SELECT * FROM analytics.hourly_data
Ok.
0 rows in set. Elapsed: 0.002 sec.
We have used a small dataset to be sure we can follow and compare the result with what we are expecting, once your flow is correct with a small data set, you could just move to a large amount of data.
Results
If you try to query the target table by selecting the
sumCountViews field, you will see the binary representation (in some terminals), as the value is not stored as a number but as an AggregateFunction type.
To get the final result of the aggregation you should use the
-Merge suffix.
You can see the special characters stored in AggregateFunction with this query:
SELECT sumCountViews FROM analytics.monthly_aggregated_data
┌─sumCountViews─┐
│ │
│ │
│ │
└───────────────┘
3 rows in set. Elapsed: 0.003 sec.
Instead, let's try using the
Merge suffix to get the
sumCountViews value:
SELECT
sumMerge(sumCountViews) as sumCountViews
FROM analytics.monthly_aggregated_data;
┌─sumCountViews─┐
│ 12 │
└───────────────┘
1 row in set. Elapsed: 0.003 sec.
In the
AggregatingMergeTree we have defined the
AggregateFunction as
sum, so we can use the
sumMerge. When we use the function
avg on the
AggregateFunction, we will use
avgMerge, and so forth.
SELECT
month,
domain_name,
sumMerge(sumCountViews) as sumCountViews
FROM analytics.monthly_aggregated_data
GROUP BY
domain_name,
month
Now we can review that the Materialized Views answer the goal we have defined.

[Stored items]
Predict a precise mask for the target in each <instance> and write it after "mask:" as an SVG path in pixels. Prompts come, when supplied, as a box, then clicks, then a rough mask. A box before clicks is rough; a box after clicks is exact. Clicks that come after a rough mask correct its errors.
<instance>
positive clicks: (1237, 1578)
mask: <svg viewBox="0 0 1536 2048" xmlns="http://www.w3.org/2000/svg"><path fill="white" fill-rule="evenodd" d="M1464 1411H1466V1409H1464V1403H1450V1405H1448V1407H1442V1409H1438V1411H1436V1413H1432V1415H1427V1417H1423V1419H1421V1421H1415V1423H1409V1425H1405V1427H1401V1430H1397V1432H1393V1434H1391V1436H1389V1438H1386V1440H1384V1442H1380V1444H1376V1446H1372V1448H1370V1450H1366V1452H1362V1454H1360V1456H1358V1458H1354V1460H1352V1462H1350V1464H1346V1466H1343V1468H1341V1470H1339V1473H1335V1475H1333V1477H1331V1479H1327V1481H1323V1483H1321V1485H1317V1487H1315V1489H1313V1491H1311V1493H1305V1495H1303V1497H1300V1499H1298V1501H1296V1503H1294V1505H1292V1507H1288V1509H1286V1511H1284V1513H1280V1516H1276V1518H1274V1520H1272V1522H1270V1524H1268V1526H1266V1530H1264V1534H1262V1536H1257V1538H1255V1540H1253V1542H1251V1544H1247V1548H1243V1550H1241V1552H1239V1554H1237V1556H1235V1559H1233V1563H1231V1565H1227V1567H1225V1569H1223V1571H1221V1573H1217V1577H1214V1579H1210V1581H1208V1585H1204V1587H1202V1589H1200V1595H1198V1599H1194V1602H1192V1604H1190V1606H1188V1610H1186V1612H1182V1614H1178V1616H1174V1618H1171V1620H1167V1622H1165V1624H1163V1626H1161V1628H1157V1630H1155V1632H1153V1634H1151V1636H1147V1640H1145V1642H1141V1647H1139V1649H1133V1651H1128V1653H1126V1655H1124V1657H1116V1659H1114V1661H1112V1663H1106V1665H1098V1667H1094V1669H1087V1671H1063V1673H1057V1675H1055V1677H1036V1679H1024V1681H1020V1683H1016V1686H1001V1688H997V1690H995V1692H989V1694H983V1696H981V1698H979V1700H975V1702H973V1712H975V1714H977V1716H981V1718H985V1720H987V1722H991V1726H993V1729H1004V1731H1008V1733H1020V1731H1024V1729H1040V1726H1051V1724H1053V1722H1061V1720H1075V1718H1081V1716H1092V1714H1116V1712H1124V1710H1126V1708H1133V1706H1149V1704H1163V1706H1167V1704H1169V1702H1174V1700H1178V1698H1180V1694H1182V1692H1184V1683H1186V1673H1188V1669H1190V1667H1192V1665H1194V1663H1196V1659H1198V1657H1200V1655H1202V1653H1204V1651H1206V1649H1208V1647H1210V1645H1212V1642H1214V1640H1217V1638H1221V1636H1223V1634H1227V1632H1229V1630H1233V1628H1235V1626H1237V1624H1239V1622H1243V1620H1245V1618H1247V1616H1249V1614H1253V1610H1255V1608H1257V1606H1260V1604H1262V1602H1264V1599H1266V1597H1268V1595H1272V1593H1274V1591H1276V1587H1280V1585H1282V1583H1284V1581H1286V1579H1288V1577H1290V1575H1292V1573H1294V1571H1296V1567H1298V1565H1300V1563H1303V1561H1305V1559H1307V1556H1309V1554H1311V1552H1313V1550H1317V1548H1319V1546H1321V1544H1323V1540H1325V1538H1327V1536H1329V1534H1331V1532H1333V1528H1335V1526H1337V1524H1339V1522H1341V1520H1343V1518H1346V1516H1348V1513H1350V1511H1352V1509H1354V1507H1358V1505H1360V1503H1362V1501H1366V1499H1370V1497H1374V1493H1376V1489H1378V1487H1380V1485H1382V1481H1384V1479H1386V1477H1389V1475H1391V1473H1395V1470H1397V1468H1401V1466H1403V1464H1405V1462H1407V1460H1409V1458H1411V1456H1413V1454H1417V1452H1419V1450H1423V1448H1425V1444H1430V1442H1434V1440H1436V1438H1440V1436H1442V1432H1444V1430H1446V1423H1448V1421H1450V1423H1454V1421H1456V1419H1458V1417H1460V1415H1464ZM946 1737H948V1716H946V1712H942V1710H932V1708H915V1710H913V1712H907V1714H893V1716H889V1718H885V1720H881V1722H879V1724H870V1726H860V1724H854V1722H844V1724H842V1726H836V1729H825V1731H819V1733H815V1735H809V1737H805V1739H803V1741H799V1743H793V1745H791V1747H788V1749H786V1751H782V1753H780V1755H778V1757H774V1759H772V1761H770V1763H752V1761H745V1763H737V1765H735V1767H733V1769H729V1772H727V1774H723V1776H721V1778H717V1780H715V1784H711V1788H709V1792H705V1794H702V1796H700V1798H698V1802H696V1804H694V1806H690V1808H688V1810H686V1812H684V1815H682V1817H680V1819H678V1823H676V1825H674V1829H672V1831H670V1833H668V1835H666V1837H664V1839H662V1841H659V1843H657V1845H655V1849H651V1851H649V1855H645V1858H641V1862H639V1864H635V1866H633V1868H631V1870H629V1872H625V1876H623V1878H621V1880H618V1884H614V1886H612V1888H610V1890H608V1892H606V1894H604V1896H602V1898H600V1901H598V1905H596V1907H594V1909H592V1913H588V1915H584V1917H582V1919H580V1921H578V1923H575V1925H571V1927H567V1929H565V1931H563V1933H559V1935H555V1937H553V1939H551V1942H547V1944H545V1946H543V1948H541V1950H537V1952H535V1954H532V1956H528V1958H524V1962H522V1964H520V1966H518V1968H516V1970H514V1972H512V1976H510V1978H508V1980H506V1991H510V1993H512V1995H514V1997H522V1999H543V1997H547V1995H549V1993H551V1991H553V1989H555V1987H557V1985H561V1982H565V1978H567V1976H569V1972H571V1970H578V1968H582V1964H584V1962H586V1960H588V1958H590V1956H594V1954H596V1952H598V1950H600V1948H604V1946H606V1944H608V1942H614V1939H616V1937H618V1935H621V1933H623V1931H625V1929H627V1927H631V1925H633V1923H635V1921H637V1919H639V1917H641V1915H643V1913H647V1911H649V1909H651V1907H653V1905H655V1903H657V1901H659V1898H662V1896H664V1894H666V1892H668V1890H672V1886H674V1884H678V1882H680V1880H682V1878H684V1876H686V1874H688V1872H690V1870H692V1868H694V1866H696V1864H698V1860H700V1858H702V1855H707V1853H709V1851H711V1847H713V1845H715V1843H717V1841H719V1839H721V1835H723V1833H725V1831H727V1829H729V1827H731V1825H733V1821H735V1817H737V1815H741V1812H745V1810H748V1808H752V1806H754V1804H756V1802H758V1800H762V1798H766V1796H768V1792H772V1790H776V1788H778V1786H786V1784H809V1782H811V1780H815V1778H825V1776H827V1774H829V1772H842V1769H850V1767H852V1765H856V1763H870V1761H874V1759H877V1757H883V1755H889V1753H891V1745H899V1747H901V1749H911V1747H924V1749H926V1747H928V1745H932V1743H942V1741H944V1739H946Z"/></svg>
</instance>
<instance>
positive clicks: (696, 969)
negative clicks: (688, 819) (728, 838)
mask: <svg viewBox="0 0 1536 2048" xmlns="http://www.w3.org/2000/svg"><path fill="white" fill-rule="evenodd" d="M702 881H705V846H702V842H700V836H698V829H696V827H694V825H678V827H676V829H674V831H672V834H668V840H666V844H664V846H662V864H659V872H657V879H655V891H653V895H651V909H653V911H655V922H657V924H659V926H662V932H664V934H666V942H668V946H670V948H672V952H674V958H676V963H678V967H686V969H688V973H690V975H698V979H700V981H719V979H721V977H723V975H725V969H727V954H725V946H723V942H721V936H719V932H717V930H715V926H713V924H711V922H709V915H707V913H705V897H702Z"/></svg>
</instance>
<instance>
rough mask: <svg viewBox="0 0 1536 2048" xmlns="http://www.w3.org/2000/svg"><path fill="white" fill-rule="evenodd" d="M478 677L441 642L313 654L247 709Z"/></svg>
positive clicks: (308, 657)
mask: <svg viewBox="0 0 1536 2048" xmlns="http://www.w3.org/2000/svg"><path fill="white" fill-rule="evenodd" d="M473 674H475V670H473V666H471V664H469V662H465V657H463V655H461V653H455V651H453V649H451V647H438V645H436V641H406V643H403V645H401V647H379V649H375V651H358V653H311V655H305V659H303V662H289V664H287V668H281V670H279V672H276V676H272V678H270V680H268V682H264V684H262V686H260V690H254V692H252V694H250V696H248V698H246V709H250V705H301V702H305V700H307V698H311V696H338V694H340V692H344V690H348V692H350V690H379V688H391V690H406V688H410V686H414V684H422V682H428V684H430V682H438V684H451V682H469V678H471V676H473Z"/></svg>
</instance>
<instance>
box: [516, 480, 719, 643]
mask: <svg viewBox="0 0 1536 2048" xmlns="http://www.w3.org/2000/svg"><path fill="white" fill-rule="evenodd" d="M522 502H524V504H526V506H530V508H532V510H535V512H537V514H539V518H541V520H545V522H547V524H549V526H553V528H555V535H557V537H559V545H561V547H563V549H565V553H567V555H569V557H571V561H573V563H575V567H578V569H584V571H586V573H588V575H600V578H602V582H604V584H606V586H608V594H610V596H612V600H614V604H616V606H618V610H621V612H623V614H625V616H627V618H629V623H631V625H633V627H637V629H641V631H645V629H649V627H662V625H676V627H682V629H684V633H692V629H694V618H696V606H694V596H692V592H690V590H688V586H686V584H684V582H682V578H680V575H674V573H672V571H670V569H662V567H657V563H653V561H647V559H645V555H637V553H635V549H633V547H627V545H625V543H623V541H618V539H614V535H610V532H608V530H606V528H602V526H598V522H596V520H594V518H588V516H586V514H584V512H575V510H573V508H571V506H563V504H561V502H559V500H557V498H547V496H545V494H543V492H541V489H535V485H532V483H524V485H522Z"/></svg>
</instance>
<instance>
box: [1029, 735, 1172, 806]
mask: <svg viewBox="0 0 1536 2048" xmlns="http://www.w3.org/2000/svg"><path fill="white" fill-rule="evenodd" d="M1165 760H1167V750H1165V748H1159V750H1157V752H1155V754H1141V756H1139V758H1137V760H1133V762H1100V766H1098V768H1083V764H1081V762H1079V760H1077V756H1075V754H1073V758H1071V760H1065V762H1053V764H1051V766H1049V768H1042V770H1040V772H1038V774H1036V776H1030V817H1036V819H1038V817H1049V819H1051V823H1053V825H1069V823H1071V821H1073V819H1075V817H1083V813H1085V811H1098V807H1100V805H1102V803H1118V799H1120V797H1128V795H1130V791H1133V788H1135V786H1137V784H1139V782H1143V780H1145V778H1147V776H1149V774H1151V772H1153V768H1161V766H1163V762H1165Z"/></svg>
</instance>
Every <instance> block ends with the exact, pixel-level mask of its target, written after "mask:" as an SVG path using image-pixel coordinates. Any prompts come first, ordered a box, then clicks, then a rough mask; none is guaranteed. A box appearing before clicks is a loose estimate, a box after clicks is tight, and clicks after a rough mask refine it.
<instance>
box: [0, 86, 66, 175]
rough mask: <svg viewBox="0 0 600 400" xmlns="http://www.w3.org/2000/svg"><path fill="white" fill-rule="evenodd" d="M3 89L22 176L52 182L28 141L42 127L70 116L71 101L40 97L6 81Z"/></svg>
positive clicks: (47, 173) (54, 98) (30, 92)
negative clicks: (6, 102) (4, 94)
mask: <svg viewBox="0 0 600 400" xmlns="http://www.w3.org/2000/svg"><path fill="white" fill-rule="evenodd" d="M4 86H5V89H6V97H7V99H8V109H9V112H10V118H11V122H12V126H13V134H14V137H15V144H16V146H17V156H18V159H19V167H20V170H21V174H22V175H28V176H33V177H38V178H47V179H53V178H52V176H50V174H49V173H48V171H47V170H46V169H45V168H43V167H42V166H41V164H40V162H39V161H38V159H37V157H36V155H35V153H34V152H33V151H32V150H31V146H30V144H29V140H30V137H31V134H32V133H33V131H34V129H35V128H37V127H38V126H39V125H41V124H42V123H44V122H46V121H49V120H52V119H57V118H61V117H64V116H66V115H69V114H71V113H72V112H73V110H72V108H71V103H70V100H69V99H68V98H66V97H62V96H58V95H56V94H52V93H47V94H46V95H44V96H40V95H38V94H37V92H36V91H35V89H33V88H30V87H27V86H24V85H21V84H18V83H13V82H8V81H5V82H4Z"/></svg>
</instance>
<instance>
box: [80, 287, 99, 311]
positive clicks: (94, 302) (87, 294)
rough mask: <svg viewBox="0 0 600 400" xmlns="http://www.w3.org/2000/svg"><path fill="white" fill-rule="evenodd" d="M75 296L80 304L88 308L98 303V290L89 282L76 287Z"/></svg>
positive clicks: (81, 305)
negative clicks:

QUESTIONS
1 - Render this sentence from the materialized views text in Spanish: "To get the final result of the aggregation you should use the -Merge suffix."
2 - Carry on the materialized views text from its last sentence.
The stored items play no part in this work.

TASK RESPONSES
1 - Para obtener el resultado final de la agregación, debe usar el sufijo -Merge.

2 -
Now that we have the data stored in the target table
monthly_aggregated_data we can get the data aggregated by month for each domain name:
SELECT
month,
domain_name,
sumMerge(sumCountViews) as sumCountViews
FROM analytics.monthly_aggregated_data
GROUP BY
domain_name,
month
┌──────month─┬─domain_name────┬─sumCountViews─┐
│ 2020-01-01 │ clickhouse.com │ 6 │
│ 2019-01-01 │ clickhouse.com │ 1 │
│ 2019-02-01 │ clickhouse.com │ 5 │
└────────────┴────────────────┴───────────────┘
3 rows in set. Elapsed: 0.004 sec.
The data aggregated by year for each domain name:
SELECT
year,
domain_name,
sum(sumCountViews)
FROM analytics.year_aggregated_data
GROUP BY
domain_name,
year
┌─year─┬─domain_name────┬─sum(sumCountViews)─┐
│ 2019 │ clickhouse.com │ 6 │
│ 2020 │ clickhouse.com │ 6 │
└──────┴────────────────┴────────────────────┘
2 rows in set. Elapsed: 0.004 sec.